• [TEXT EXCERPT]
● ● ●

Left-handed presidents of the United States 
James A. Garfield (March 4, 1881 – September 19, 1881) was ambidextrous; he was the only known left-handed president prior to the 20th century.
Herbert Hoover (March 4, 1929 – March 4, 1933) was known to be left-handed.
Harry S. Truman (April 12, 1945 – January 20, 1953) was left-handed as a child, he wrote with his right hand and used his left for most other activities.
Gerald Ford (August 9, 1974 – January 20, 1977) was left handed.
Ronald Reagan (January 20, 1981 – January 20, 1989) was naturally left-handed but wrote with his right hand.
George H. W. Bush (January 20, 1989 – January 20, 1993) was left-handed. All three major candidates for president in 1992 were left-handed: Bill Clinton won.
Bill Clinton (January 20, 1993 – January 20, 2001) is left-handed.
Barack Obama (January 20, 2009 – January 20, 2017) is left-handed.

● ● ●

• [YOUR TASKS]
- a) Turn the paragraph of the left-handed presidents list that begins "George H. W. Bush" into a short bulleted list that keeps its main facts.
- b) Reproduce word for word the part of the left-handed presidents list starting at "Left-handed presidents of" and ending at "2017) is left-handed.".

• [SUPPLIED DATA]
● ● ●

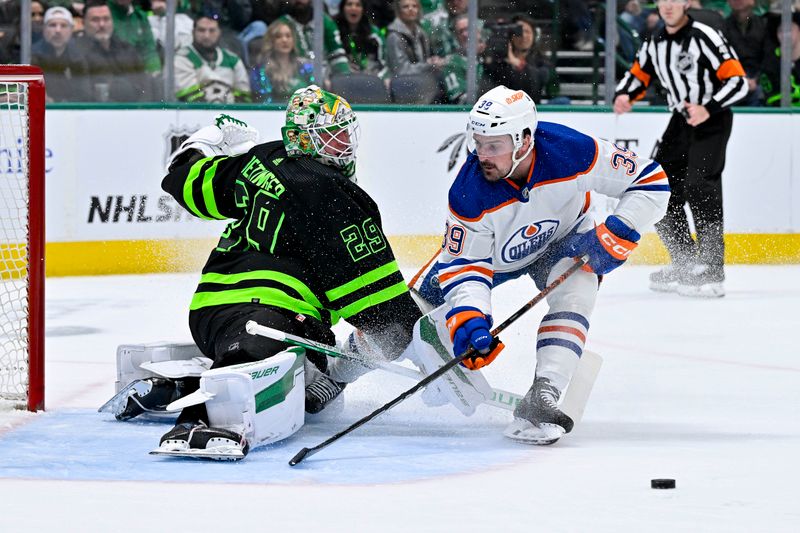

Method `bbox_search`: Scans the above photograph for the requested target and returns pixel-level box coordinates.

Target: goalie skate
[503,418,565,446]
[150,423,250,461]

● ● ●

• [CORRECT ANSWERS]
- a)
- George H. W. Bush, president from January 20, 1989 to January 20, 1993, was left-handed.
- All three major 1992 presidential candidates were left-handed.
- Bill Clinton won that election.

- b)
Left-handed presidents of the United States 
James A. Garfield (March 4, 1881 – September 19, 1881) was ambidextrous; he was the only known left-handed president prior to the 20th century.
Herbert Hoover (March 4, 1929 – March 4, 1933) was known to be left-handed.
Harry S. Truman (April 12, 1945 – January 20, 1953) was left-handed as a child, he wrote with his right hand and used his left for most other activities.
Gerald Ford (August 9, 1974 – January 20, 1977) was left handed.
Ronald Reagan (January 20, 1981 – January 20, 1989) was naturally left-handed but wrote with his right hand.
George H. W. Bush (January 20, 1989 – January 20, 1993) was left-handed. All three major candidates for president in 1992 were left-handed: Bill Clinton won.
Bill Clinton (January 20, 1993 – January 20, 2001) is left-handed.
Barack Obama (January 20, 2009 – January 20, 2017) is left-handed.